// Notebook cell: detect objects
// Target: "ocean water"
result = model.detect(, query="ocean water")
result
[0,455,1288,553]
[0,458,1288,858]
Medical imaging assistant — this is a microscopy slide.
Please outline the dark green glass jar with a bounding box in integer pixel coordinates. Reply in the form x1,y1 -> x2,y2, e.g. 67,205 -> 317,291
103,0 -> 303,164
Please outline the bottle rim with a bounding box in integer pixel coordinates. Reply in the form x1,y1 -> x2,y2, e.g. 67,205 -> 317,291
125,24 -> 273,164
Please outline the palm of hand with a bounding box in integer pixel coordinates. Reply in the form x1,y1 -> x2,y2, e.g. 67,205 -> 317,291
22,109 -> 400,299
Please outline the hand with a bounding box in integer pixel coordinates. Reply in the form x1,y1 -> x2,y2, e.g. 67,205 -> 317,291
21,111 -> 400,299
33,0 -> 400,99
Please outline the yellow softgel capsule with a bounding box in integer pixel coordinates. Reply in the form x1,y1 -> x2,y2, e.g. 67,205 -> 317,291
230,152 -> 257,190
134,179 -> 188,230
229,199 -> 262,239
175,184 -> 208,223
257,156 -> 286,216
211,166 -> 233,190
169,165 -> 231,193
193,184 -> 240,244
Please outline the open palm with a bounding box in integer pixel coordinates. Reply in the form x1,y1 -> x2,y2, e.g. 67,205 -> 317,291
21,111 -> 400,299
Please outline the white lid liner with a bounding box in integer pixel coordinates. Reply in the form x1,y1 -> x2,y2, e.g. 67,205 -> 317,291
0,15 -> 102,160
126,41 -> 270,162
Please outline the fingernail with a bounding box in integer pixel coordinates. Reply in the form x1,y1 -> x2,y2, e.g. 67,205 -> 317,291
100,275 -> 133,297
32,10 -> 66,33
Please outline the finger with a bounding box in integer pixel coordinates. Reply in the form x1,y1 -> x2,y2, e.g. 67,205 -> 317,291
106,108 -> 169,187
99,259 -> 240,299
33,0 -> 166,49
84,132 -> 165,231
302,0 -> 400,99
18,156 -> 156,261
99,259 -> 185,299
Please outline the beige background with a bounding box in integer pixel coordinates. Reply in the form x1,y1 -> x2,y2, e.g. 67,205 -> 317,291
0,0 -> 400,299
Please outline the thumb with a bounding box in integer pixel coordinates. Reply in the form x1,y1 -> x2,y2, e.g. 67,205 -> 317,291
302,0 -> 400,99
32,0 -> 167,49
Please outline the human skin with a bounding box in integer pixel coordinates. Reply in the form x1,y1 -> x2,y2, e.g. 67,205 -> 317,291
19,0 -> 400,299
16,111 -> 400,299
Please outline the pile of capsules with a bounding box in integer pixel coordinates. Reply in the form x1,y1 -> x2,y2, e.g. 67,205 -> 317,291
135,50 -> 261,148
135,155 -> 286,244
┄┄┄┄┄┄
Copy out the whole listing above word for word, leaving out no line.

> _RESPONSE TO THIS TASK_:
// Notebook cell: detect objects
// Target: "ocean water"
result = model.detect(, query="ocean water")
result
[0,455,1288,553]
[0,458,1288,858]
Medical imaging assistant — this is a microscopy slide.
Please outline the dark green glass jar with a bounding box in integer pixel coordinates. Reply in the form x1,y1 -> x2,y2, e.g. 67,205 -> 317,291
103,0 -> 303,164
Please outline the bottle rim with a bounding box in integer pixel coordinates. Reply in the form x1,y1 -> x2,y2, e.g. 67,205 -> 317,291
125,24 -> 273,164
Please outline the palm of hand with a bounding box in integer pixel coordinates. Reply in the form x1,y1 -> x2,y2, e.g. 67,205 -> 317,291
22,109 -> 400,299
Please outline the hand with a bounding box in integer pixel coordinates. Reply in the form x1,y1 -> x2,y2, e.g. 67,205 -> 317,291
21,111 -> 400,299
33,0 -> 400,99
Please outline the yellow softgel capsule with a bounding box in integer pixel coordinates. Reply in the form x1,y1 -> x2,y2, e.g. 67,205 -> 317,291
230,152 -> 257,190
134,179 -> 188,230
229,199 -> 262,239
175,184 -> 208,223
257,156 -> 286,216
211,166 -> 233,190
169,165 -> 231,193
193,184 -> 240,244
Please outline the open palm with a bounding box in integer pixel coordinates. Reply in the form x1,y1 -> x2,y2, e.g. 67,205 -> 317,291
21,111 -> 400,299
Please outline the white lid liner with a bounding box in integer pixel coordinates. Reply in the form x1,y1 -> x2,y2, e.g. 67,205 -> 317,291
0,15 -> 102,160
126,41 -> 270,162
Please outline the fingernail with a bounding box in integer pixel coordinates. Reply in the form x1,y1 -> x2,y2, e.g. 67,205 -> 317,291
100,275 -> 133,297
32,10 -> 66,33
Please outline the finger with a bounding box in integer pixel coordinates. Reply in the form x1,y1 -> x2,y2, e.g. 67,205 -> 317,291
106,108 -> 169,187
99,259 -> 240,299
33,0 -> 166,49
84,132 -> 165,231
302,0 -> 400,99
18,156 -> 156,261
99,259 -> 185,299
Please outline the beige background with a bounding box in integer pixel coordinates. Reply in the form x1,y1 -> x2,y2, e.g. 67,205 -> 317,291
0,0 -> 400,299
Please outline the thumb with a bounding box in integer pixel coordinates. Reply in the form x1,y1 -> x2,y2, e.g. 67,205 -> 317,291
302,0 -> 400,99
32,0 -> 167,49
Please outline the human skin with a bounding box in integer pixel coordinates. Reply in the form x1,y1 -> x2,y2, e.g. 67,205 -> 317,291
19,0 -> 400,299
16,111 -> 400,299
Please outline the pile of capsules with a bounding box in integer pixel coordinates. Reply in the form x1,y1 -> x2,y2, e.g. 67,205 -> 317,291
135,50 -> 261,148
135,155 -> 286,244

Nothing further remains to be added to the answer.